Export of full containers increased by 8.3% (18,927 teus ) to 246,049 teus with 9.9% growth (29,023 teus) in full import containers to 321,397 teus. Total container trade (including empty containers) reached 766,300 teus, up 40,155 teus or 5.5% from 2004/2005.
“Forecasts conducted by Maunsell Australia indicate that growth at the Port of Brisbane is set to continue at an average growth rate of between 7% and 9% during the next 20 years,” Mr Coleman said.
To keep pace with this growth in containerised cargo, the Corporation has embarked on a number of major infrastructure developments.
Construction of an additional container wharf has commenced and is scheduled for completion in early 2008. Plans for a further two container berths are also underway.
In August 2005 the Corporation completed a 4.5km seawall to enable the reclamation of additional land for port-related purposes at the mouth of the Brisbane River.
========
**Requirement 1**.
Answer these from the Port of Brisbane passage:
(a) What total container trade, including empty containers, was reached?
(b) Who conducted the growth forecasts for the port?
(c) How long is the seawall completed in August 2005?
**Requirement 2**. In one to three sentences, explain why the Corporation built the seawall described in the Port of Brisbane passage.
**Requirement 3**. Write a continuation of the Port of Brisbane passage, starting after its final sentence.
The rows have nothing to do with this.

Records taken from a collection:
========
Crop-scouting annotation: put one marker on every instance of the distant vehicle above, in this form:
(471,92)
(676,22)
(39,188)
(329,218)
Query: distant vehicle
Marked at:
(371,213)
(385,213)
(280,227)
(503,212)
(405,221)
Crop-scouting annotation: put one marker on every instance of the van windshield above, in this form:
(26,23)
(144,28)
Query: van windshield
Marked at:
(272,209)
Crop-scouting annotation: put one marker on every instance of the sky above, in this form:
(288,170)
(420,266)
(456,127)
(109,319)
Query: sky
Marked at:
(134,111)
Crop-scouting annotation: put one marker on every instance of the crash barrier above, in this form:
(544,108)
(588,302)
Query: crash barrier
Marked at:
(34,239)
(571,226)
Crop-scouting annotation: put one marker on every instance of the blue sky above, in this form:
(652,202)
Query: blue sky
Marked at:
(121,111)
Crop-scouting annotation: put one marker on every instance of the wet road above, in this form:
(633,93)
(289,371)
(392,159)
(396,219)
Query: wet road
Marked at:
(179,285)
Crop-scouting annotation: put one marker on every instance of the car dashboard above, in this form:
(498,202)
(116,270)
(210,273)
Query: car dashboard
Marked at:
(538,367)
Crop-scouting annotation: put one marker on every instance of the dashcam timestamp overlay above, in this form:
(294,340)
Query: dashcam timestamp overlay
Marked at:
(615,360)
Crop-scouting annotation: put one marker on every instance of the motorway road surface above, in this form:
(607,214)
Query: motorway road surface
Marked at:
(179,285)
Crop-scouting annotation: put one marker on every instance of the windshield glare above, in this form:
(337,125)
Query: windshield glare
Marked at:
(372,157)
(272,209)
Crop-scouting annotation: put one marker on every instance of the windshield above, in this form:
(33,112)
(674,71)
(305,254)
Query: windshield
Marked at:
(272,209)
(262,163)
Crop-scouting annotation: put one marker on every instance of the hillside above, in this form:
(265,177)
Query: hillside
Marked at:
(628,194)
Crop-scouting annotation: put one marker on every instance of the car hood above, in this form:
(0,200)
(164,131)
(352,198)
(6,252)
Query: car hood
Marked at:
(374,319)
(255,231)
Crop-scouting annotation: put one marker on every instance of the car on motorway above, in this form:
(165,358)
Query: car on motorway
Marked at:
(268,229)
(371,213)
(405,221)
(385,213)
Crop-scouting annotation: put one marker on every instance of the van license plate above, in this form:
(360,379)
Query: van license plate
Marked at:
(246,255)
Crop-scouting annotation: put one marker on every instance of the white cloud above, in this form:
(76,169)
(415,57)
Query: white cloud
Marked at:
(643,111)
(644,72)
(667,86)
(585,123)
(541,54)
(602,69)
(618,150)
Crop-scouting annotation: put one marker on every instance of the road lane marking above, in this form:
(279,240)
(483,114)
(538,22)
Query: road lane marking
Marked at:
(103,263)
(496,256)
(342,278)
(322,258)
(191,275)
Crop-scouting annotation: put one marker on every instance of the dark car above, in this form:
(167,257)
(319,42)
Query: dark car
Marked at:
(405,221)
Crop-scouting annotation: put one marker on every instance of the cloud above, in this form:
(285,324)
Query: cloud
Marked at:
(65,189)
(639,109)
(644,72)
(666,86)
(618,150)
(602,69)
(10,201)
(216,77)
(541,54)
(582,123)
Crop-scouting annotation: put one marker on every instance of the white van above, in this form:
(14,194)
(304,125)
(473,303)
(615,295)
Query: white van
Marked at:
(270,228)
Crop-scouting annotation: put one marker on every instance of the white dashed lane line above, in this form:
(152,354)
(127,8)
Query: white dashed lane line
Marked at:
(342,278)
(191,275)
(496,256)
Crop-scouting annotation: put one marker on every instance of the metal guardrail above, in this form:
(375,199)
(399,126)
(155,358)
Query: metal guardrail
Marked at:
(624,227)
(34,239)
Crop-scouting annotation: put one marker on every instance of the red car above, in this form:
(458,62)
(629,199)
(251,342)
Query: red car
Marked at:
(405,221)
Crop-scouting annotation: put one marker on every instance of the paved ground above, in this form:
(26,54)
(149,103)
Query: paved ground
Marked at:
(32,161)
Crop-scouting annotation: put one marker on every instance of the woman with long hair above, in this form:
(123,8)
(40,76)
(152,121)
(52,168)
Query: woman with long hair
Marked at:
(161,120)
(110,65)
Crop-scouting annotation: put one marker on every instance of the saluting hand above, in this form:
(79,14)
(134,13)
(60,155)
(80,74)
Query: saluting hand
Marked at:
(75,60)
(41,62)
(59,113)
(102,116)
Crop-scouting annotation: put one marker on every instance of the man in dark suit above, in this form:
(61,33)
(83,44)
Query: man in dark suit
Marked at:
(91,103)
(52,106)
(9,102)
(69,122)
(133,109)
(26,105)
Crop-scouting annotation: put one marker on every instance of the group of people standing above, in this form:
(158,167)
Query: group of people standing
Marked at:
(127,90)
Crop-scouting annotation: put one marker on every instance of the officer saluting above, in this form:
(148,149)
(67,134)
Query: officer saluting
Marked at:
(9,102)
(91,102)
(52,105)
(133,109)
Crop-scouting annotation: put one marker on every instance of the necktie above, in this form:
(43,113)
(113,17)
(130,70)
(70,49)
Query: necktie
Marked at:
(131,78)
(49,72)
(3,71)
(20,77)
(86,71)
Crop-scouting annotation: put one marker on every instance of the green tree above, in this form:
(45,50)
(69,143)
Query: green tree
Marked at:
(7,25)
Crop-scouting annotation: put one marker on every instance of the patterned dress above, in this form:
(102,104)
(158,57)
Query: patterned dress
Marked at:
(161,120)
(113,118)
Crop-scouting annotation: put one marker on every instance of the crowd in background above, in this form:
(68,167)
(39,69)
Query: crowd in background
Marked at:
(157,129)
========
**Final answer 1**.
(a) 766,300 teus
(b) Maunsell Australia
(c) 4.5km

**Final answer 2**. The Corporation completed the 4.5km seawall to enable the reclamation of additional land for port-related purposes at the mouth of the Brisbane River.

**Final answer 3**.
“This 230ha area will be progressively reclaimed, as demand dictates, to ensure that Brisbane’s wharves and supporting infrastructure meet future growth, while ensuring that dredged-material-handling requirements are provided for to enable channel depths to be maintained,” Mr Coleman said.
Commenting on the growth in bulk trades, he said that regional demand for coal and other energy-based commodities, which have been driven largely by China’s strong economic growth, caused Brisbane’s coal exports to grow by 12.2% (452,247 tonnes) to a record 4.1 million tones during the period.
“Meat exports also showed record growth, increasing by 3.6% (24,097 tonnes) to 702,480 tonnes, reflecting the continued demand for Australian beef in Asian markets, particularly Japan, as a consequence of BSE (Mad Cow Disease) outbreaks in the United States.”
Mr Coleman said that scheduled infrastructure upgrades to the Caltex refinery at Lytton had disrupted the flow of crude oil imports into Brisbane during the year, resulting in a slight drop in trade.
“Imports of crude oil fell by 3.5% (269,673 tonnes) to 7.4 million tonnes. However as a consequence, refined oil and gas imports reached a record 1.1 million tonnes – up 17.5% (163,115 tonnes) compared to the previous year,” he said.
The sustained strength of South East Queensland’s housing and building industries was reflected in a 29.2% (129,477 tonnes) rise in iron and steel imports, reaching a record 573,534 tonnes. Imports of cement and other building-related products were also up, increasing by 1% (16,916 tonnes) to 1.66 million tonnes and 1.6% (6,764 tonnes) to 430,166 tonnes respectively.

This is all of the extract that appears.